*GIVEN TEXT*.
Like That? Love This! TV shows like Line of Duty and Trigger PointMar 18 | 5 min read
Line of Duty finale explained: Who was the Fourth Man? How did season 6 end? And what unanswered questions were left for season 7?
We review the final episode of season 6, which finally revealed The Fourth Man, but left the door ajar for season 7.
“We've stopped standing up for accountability and stopped caring about truth and integrity.”
The finale of Line of Duty season 6 may have been frustrating for some viewers who were hoping for justice to be served out to every bent copper from CC Osborne down, but writer Jed Mercurio quite rightly opted for anger and frustration in this finale rather than celebrations and happy endings.
Ted Hastings’ (Adrian Dunbar) closing speech was filled with fury as he lambasted every policeman and official who had turned a blind eye and looked the other way.
The Fourth Man didn’t turn out to be a criminal mastermind, it turned out to be a buffoon who just happened to be more interested in a flash cars and fancy holiday homes than justice and the rule of law.
Ian Buckells (Nigel Boyle) has been part of Line of Duty since season 1 and his rise through the ranks has always been surprising. It turns out that with every promotion in the force, he became more useful to the OCG and more involved, helping to keep the police off their backs.
Not many – if anyone – predicted Buckells to be the Fouth Man and ‘H’. We'd all set off in the wrong directions towards Carmichael, Osborne and co, but the man AC-12 had been chasing all these years turned out to be much closer to home.
Here is everything you need to know about the Line of Duty season 6 finale and all our burning questions…
The Fourth Man was Ian Buckells
Admit it, you didn’t see that coming. The Fourth Man and ‘H’ has been built up for such a long while, it had gained almost mythical proportions. The frustration from Hastings, Kate (Vicky McClure) and Steve (Martin Compston) when they discovered that he was the man pulling the strings for the OCG brushed off on the viewer as well – how had we been duped by blooming Buckells?
But the reality of corruption is that it’s not always committed by smarter, sharper or more cunning people. It’s often just the people who are greedy enough to try it.
Buckells has failed upwards over six seasons of Line of Duty and his incompetence masked his crimes. The bloke couldn’t spell ‘definitely’ correctly, but that doesn’t matter if you’re happy to work with organised crime and pull some strings.
Buckells was the man behind the secret computer messages and he was a middle-man for bent police and the OCG. Alongside Hunter, Fairbank, Cotton, Hilton, Biggeloe and co, he was able to pocket himself a fortune and do very little other than look the other way and call in favours when required.
Why was Buckells so terrified when Lakewell was killed?
This turned out to be a cunning bit of writing by Mercurio. When Lakewell was killed by Carl Banks, we saw Buckells shaking with fear in the cell as the murder took place.

*RAW DATA*.
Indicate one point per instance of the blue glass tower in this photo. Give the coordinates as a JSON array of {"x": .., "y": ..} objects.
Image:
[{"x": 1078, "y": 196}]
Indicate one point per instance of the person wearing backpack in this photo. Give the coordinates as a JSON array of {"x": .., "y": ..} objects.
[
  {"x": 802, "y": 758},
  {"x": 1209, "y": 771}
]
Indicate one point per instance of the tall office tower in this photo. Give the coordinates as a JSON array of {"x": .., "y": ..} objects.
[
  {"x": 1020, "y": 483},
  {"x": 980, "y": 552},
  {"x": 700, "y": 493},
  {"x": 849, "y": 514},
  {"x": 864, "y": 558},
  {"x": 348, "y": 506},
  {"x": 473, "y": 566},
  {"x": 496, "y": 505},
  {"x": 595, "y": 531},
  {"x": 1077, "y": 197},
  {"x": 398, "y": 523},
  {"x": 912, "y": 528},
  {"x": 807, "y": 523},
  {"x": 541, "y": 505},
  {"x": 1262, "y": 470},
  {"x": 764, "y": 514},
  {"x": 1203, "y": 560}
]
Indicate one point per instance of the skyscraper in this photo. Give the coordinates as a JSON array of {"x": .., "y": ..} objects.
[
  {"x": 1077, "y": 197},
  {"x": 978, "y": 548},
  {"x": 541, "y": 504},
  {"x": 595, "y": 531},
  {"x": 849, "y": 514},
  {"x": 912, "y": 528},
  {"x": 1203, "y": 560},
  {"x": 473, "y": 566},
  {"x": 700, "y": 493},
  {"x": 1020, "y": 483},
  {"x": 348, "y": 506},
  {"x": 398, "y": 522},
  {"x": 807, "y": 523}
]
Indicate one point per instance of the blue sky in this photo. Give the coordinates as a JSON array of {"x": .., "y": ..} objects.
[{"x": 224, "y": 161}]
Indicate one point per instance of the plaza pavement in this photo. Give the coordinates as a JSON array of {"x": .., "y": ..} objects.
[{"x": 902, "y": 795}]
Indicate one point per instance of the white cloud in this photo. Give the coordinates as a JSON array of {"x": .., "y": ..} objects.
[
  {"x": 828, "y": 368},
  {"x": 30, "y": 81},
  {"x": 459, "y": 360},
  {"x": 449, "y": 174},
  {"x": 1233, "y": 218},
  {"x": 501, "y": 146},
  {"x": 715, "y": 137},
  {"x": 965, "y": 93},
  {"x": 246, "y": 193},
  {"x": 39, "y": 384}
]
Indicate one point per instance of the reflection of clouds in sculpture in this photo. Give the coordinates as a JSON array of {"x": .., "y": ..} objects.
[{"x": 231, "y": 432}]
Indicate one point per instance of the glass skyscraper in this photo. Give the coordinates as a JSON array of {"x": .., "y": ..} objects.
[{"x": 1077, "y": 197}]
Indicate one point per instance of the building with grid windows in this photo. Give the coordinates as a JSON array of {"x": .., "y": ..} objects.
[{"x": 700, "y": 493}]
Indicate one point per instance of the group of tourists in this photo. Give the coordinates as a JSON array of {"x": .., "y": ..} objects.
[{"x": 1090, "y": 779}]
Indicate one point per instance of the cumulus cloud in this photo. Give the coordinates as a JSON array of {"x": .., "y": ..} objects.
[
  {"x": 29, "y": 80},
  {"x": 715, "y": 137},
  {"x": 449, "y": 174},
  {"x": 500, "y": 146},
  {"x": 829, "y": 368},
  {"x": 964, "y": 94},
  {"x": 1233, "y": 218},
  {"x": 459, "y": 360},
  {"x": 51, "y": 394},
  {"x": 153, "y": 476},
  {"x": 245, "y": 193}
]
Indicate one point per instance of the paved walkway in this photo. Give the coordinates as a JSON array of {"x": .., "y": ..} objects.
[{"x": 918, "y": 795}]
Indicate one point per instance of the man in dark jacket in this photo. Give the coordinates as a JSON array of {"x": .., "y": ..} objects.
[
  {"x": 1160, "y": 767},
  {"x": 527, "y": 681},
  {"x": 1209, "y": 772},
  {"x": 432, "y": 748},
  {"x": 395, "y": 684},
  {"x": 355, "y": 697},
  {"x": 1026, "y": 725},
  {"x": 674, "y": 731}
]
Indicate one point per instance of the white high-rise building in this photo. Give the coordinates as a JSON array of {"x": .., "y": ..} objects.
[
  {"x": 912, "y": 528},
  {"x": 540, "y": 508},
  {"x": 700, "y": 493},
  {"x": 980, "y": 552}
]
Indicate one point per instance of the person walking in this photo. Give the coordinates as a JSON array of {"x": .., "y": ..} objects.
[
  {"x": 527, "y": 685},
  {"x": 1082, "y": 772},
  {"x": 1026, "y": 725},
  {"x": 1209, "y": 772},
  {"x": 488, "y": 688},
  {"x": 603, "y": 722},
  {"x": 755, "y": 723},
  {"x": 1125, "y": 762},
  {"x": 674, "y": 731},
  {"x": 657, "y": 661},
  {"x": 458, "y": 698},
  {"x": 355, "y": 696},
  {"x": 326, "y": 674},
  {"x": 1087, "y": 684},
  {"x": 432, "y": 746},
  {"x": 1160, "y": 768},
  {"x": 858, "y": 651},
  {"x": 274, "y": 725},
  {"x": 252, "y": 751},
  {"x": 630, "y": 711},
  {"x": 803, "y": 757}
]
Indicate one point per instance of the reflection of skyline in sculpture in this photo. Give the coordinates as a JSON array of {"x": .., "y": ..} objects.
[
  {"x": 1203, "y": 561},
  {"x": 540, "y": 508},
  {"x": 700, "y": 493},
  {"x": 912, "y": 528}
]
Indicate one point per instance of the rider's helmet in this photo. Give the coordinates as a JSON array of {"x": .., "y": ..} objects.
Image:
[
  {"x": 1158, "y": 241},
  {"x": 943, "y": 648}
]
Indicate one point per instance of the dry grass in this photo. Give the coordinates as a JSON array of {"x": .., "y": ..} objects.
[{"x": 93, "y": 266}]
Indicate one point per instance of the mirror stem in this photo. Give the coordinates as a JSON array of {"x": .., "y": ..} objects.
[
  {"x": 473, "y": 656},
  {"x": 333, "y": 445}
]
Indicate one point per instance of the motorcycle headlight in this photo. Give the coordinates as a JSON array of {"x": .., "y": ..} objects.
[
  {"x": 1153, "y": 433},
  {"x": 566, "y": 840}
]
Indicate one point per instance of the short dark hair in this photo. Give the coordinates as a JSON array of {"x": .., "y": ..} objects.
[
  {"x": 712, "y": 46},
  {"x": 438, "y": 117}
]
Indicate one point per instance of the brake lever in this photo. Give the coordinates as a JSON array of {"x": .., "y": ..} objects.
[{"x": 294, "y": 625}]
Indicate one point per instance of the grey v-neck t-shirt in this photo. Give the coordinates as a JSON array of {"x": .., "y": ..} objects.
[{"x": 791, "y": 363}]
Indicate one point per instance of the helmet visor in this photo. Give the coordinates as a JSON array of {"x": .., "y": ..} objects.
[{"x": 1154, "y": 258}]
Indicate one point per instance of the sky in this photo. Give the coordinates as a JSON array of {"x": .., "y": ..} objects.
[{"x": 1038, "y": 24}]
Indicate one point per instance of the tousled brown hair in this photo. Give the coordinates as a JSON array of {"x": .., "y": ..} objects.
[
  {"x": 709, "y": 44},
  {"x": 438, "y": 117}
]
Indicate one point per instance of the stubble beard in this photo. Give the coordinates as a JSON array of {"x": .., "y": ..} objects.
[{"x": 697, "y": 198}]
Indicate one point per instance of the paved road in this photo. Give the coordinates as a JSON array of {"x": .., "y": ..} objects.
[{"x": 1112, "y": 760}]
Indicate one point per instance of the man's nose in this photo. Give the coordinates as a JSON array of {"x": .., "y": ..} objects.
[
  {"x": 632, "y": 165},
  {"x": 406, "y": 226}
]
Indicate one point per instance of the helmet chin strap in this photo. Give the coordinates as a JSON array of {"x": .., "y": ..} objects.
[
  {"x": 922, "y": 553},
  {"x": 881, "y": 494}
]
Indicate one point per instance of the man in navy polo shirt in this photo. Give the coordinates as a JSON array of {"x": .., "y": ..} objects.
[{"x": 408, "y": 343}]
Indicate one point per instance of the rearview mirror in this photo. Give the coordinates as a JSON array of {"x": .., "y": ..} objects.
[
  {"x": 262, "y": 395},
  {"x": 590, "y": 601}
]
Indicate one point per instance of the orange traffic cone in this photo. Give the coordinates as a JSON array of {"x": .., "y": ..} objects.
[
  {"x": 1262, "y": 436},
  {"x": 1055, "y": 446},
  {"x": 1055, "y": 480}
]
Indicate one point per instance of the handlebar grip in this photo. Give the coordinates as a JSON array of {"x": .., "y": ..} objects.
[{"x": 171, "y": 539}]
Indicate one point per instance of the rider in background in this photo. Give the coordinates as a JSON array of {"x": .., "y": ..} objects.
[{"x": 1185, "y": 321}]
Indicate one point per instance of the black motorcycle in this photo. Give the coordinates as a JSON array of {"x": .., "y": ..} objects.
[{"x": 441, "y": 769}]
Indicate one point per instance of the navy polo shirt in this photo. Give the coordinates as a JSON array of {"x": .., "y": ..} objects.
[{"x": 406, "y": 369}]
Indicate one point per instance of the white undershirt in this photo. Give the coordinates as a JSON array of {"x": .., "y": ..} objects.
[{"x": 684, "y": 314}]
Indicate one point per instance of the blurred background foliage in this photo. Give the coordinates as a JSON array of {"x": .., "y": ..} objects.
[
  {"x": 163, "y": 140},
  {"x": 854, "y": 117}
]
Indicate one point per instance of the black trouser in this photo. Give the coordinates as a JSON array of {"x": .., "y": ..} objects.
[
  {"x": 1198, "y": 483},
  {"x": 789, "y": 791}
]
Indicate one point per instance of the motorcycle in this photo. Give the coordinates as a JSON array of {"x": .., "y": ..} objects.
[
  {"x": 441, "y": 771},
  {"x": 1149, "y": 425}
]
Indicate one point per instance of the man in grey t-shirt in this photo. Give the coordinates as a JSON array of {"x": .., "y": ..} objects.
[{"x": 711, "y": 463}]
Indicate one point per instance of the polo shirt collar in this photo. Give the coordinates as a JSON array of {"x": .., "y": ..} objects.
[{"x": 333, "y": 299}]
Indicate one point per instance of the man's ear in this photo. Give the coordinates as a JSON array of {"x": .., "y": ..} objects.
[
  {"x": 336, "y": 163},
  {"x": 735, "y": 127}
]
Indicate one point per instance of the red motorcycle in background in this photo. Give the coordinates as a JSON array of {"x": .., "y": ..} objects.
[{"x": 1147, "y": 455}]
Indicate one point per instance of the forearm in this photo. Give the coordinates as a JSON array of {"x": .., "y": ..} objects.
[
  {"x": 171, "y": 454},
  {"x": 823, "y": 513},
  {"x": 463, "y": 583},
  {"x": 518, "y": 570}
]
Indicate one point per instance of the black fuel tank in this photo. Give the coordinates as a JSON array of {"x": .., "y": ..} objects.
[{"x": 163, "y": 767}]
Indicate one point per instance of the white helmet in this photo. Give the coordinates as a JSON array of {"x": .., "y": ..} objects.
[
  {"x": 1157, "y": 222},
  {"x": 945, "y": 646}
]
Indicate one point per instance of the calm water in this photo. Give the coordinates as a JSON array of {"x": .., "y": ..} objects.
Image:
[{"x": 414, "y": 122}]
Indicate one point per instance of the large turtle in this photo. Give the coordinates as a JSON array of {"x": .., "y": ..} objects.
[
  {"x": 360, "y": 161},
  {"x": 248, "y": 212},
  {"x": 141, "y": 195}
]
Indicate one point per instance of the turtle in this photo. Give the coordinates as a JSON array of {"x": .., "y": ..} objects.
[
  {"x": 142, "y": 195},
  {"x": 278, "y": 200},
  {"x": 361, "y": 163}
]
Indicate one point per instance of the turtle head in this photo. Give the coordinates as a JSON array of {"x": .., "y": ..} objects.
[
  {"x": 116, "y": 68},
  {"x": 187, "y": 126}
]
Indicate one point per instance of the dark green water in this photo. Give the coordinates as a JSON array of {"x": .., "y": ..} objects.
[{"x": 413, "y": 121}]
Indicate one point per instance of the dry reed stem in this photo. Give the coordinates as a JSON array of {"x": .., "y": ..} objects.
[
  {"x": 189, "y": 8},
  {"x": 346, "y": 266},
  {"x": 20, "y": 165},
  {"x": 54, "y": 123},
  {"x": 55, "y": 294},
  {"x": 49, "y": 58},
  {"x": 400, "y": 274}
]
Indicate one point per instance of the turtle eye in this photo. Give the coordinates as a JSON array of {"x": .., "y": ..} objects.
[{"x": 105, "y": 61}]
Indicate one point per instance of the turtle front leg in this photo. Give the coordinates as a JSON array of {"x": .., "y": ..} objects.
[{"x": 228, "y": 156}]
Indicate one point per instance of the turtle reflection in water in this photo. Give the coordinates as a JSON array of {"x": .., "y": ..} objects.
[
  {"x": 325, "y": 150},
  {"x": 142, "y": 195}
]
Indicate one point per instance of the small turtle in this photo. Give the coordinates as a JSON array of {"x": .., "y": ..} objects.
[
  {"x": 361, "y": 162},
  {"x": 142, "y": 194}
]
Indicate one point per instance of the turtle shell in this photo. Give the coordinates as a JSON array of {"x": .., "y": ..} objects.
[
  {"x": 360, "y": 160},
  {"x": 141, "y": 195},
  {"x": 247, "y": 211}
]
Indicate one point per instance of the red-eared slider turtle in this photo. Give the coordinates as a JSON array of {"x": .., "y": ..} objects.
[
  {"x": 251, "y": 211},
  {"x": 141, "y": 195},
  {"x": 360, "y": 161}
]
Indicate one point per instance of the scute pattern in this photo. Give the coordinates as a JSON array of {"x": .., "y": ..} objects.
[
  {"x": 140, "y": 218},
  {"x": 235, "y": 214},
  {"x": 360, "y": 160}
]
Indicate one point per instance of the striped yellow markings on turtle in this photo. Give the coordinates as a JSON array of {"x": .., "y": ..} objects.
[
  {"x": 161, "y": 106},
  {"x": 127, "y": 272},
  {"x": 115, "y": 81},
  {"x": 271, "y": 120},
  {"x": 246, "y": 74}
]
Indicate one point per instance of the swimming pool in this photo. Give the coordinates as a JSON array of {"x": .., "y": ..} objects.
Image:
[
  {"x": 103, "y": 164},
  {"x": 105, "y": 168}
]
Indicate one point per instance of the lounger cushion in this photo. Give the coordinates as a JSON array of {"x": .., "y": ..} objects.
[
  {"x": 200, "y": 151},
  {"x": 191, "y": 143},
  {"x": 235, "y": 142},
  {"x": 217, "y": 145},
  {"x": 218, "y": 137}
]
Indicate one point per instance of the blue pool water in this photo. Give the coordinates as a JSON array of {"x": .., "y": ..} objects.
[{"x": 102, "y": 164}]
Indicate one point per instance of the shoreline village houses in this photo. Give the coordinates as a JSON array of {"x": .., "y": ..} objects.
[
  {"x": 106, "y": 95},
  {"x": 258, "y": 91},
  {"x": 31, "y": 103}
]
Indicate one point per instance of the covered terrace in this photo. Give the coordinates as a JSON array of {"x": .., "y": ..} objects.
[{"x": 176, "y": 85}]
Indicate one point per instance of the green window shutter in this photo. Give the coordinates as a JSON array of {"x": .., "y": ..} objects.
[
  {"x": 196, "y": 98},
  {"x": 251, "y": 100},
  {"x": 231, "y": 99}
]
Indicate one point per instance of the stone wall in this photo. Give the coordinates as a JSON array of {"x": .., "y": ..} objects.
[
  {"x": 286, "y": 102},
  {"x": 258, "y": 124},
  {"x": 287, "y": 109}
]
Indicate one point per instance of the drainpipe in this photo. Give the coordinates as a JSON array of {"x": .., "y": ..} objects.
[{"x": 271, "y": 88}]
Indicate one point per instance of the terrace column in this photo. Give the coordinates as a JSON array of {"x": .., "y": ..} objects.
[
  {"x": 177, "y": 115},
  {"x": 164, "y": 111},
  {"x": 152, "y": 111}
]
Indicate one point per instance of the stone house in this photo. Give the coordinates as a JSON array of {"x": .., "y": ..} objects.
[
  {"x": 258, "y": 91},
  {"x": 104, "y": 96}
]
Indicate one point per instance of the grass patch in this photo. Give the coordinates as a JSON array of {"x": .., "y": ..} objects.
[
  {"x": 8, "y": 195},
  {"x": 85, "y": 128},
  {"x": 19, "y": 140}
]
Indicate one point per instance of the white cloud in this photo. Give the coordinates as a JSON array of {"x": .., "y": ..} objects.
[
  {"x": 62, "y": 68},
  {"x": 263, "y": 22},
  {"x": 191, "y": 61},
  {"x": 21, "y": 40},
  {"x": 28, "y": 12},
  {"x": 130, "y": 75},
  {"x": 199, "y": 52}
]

*CHALLENGES*.
A - In the Line of Duty review, rewrite the passage starting with "Not many – if" and going on through "by blooming Buckells?", changing "OCG" to "organized crime group".
B - Translate this sentence from the Line of Duty review into Spanish: "But the reality of corruption is that it’s not always committed by smarter, sharper or more cunning people."

*REPLIES*.
A -
Not many – if anyone – predicted Buckells to be the Fouth Man and ‘H’. We'd all set off in the wrong directions towards Carmichael, Osborne and co, but the man AC-12 had been chasing all these years turned out to be much closer to home.
Here is everything you need to know about the Line of Duty season 6 finale and all our burning questions…
The Fourth Man was Ian Buckells
Admit it, you didn’t see that coming. The Fourth Man and ‘H’ has been built up for such a long while, it had gained almost mythical proportions. The frustration from Hastings, Kate (Vicky McClure) and Steve (Martin Compston) when they discovered that he was the man pulling the strings for the organized crime group brushed off on the viewer as well – how had we been duped by blooming Buckells?

B - Pero la realidad de la corrupción es que no siempre la cometen personas más inteligentes, más agudas o más astutas.